## START Given passage

New England case furniture with strong provenance and impressive literature proved attractive to the full house of active bidders who vied with the phones and the Internet for the choice pieces offered. A Salem Chippendale mahogany reverse serpentine chest of drawers with blocked end drawers made by John Chipman went on the phone for $89,680. The four-drawer chest traveled to Italy with former owners and was returned to the United States by the Sack family. It came most recently from a Boston estate and sold on the phone.

The same estate was the source of a dandy Philadelphia Queen Anne mahogany dish top, tilt top candlestand with a birdcage support that auctioneer Ron Bourgeault described as the “best candlestand we’ve ever had.” It, too, included Israel Sack in its provenance, and realized $10,030.

When cabinetmaker Robert Harrold arrived in Portsmouth from London in about 1765, he brought with him some of the latest styles that were emulated by other Portsmouth artisans. His New Hampshire Chippendale cherry armchair made with a pierced splat and square molded legs sold on the phone for $5,900. As he hammered it down, Bourgeault reported that Strawbery Banke had recently acquired its near mate. From the same estate, a Massachusetts Federal mahogany serpentine front sideboard with inlay, also with Sack provenance, went to a phone bidder as well for $11,800.

A New England mahogany chest of three drawers with shell carving to the blockfront and set on nicely shaped bracket feet sold for $46,020 against the estimated $12/18,000. A Connecticut River Valley Queen Anne cherry tea table, with a fancifully scrolled top on delicate cabriole legs on dainty platform pad feet, sold in the gallery for $29,500. The catalog notes indicated that the piece was made in Northampton or Hatfield, Mass.

A Pennsylvania Chippendale mahogany tea table with a birdcage defied its estimates and sold on the phone for $7,965.

## END Given passage
## START Records supplied

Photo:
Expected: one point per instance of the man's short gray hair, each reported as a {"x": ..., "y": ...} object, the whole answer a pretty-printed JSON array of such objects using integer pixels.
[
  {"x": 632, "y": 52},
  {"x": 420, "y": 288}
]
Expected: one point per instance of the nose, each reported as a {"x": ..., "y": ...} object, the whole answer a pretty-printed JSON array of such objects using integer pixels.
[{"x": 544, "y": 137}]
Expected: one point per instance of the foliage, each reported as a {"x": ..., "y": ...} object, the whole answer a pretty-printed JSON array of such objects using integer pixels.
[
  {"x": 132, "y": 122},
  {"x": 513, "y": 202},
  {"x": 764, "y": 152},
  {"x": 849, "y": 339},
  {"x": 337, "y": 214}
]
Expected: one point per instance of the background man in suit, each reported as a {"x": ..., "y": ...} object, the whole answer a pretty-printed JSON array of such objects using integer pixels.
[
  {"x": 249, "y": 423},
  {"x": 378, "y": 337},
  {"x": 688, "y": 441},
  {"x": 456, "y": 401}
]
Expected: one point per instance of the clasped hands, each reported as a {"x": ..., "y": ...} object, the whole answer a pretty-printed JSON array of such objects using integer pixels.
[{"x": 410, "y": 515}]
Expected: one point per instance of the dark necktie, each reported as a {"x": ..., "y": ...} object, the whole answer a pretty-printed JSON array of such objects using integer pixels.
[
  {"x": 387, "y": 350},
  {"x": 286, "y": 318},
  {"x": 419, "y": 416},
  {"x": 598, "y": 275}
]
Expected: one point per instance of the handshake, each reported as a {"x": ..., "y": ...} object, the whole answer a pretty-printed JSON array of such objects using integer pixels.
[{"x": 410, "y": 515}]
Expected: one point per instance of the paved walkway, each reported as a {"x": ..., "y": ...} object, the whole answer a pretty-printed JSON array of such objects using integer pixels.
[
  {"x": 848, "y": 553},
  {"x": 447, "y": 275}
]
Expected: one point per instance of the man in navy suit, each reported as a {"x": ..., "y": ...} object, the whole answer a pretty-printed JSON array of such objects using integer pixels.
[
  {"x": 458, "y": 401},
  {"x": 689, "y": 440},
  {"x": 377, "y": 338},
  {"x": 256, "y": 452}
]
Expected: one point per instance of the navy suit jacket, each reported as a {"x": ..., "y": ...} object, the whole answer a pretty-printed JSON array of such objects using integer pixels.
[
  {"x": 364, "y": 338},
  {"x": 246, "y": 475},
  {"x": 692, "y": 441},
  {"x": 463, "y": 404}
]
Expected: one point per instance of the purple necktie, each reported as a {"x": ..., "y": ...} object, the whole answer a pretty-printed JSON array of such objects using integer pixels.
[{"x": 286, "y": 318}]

## END Records supplied

Set problem -
Please answer these questions from the auction report:
1. What price did the Salem Chippendale chest of drawers made by John Chipman bring?
2. In about what year did Robert Harrold arrive in Portsmouth from London?
3. According to the catalog notes, where was the Connecticut River Valley Queen Anne cherry tea table made?

Solution below -
1. $89,680
2. About 1765
3. Northampton or Hatfield, Mass.